--- Exercise data Enclosed Below ---

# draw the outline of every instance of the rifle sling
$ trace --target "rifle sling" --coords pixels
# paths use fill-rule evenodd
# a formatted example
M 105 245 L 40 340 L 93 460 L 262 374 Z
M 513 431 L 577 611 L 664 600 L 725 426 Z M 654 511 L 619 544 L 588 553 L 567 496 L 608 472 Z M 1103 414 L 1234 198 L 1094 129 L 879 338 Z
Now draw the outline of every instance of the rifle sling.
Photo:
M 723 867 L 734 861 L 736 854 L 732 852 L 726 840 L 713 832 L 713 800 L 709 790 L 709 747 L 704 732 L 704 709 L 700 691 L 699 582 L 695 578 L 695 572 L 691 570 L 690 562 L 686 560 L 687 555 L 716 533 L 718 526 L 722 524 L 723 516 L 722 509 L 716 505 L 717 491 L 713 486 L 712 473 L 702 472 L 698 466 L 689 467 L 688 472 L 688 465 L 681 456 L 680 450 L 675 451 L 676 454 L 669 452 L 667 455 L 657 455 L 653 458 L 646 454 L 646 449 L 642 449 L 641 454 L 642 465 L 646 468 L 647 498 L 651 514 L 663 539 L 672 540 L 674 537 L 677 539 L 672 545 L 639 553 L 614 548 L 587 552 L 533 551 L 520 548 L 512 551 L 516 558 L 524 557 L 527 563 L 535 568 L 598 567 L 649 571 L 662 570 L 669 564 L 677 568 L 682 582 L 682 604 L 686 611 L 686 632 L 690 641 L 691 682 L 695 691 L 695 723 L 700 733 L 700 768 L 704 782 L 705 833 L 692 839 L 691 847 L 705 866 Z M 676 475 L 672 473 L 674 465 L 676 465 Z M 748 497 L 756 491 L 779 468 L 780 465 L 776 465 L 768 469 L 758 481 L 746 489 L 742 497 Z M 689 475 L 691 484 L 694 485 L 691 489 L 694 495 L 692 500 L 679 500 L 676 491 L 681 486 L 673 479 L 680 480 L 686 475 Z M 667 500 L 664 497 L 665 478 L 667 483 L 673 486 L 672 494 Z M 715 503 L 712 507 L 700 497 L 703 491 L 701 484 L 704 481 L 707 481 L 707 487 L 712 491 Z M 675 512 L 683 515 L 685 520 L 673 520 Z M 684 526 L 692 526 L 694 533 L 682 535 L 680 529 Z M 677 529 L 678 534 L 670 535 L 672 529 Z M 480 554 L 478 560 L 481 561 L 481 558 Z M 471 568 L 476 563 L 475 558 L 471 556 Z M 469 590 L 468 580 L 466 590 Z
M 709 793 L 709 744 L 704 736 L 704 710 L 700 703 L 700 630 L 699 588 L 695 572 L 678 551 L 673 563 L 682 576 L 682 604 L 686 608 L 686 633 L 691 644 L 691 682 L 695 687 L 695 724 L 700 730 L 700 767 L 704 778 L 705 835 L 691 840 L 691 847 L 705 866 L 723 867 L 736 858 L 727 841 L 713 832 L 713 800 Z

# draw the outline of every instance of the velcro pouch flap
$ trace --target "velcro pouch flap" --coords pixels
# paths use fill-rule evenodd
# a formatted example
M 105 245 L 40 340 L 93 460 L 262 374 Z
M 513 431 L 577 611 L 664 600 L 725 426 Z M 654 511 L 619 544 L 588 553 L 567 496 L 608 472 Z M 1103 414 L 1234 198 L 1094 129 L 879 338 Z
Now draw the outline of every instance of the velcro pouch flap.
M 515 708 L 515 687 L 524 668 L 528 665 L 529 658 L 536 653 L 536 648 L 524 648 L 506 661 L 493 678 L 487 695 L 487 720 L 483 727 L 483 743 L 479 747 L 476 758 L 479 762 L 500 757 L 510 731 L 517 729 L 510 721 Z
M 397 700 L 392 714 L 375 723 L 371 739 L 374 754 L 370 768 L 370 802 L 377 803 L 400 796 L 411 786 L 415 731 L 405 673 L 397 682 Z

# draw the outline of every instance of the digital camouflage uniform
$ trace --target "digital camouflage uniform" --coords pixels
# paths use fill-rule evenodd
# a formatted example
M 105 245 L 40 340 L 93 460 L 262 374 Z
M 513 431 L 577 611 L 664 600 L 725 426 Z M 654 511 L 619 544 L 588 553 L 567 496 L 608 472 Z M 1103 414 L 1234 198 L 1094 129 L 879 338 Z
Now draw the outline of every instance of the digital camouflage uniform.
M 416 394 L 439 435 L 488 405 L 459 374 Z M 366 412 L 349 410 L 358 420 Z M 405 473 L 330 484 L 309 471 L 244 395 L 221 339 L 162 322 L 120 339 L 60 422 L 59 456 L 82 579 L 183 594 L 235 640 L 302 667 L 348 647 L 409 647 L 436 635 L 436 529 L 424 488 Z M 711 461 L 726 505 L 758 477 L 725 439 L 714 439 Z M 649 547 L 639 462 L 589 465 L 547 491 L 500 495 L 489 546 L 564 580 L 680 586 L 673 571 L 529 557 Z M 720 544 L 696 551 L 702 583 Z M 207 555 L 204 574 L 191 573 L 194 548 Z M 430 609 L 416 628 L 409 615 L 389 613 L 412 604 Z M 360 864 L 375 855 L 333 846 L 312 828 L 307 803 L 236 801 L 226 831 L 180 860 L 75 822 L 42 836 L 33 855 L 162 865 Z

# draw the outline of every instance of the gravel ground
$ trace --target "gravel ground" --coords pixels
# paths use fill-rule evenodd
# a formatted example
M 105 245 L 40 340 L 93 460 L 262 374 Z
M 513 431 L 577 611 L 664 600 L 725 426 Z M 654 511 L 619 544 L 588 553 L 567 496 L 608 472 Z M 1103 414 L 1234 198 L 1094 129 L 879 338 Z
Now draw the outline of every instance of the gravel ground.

--- End of Enclosed Exercise data ---

Exercise directions: The lines above that hold the word "pixels" are the ones to copy.

Exercise answer:
$ trace --target "rifle sling" --coords pixels
$ trace --target "velcro pouch flap" --coords pixels
$ trace --target "digital camouflage uniform" --coords pixels
$ trace --target "gravel ground" --coords pixels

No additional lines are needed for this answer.